[Segmentation mask data]
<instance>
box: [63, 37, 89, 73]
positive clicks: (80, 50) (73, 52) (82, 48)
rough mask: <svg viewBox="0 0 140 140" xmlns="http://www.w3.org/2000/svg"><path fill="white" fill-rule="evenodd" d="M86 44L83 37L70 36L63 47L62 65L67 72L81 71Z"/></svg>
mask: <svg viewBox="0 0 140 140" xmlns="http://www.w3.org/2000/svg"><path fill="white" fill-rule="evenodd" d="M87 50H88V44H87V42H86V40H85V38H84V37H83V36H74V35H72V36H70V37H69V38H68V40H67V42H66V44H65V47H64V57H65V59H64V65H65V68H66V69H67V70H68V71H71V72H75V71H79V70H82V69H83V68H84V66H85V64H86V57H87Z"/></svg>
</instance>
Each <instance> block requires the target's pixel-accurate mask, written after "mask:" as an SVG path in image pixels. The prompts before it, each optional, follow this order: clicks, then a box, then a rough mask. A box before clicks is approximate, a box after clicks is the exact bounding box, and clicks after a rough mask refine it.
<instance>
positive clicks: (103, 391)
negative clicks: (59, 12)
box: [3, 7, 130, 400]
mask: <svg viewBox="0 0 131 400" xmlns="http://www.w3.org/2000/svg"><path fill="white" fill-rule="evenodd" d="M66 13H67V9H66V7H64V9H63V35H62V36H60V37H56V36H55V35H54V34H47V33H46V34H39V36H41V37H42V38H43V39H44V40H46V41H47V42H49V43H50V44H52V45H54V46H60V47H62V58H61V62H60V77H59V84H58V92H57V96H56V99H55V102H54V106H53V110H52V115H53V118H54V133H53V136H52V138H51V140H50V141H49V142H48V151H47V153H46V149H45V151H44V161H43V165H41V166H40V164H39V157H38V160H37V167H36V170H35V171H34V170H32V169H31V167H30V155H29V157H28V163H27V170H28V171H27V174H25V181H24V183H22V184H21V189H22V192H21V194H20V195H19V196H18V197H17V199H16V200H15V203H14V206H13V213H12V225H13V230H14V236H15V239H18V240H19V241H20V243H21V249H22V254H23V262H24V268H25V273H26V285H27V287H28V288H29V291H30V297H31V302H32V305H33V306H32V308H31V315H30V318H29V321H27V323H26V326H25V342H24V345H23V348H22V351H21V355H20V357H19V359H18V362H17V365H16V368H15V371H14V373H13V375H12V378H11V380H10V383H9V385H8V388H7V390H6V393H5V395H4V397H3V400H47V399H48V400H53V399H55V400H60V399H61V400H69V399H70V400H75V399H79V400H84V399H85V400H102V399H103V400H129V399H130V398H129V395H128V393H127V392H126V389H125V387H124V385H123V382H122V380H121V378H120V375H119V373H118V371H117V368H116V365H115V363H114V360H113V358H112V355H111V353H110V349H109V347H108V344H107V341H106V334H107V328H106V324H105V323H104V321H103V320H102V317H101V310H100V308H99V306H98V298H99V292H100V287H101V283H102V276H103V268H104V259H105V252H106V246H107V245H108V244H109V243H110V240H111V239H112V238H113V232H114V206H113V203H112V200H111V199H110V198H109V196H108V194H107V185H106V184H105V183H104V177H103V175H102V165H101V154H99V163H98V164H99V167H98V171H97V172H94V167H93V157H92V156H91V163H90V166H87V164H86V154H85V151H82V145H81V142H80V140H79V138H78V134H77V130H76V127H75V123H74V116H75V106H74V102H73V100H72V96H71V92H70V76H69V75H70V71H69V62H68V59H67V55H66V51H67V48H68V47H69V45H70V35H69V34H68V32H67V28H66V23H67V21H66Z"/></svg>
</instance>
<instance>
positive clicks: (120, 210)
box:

## EXERCISE DIRECTIONS
Count the lines in the data above that contain the string "positive", matching case exactly. Give only the number.

## TASK ANSWER
3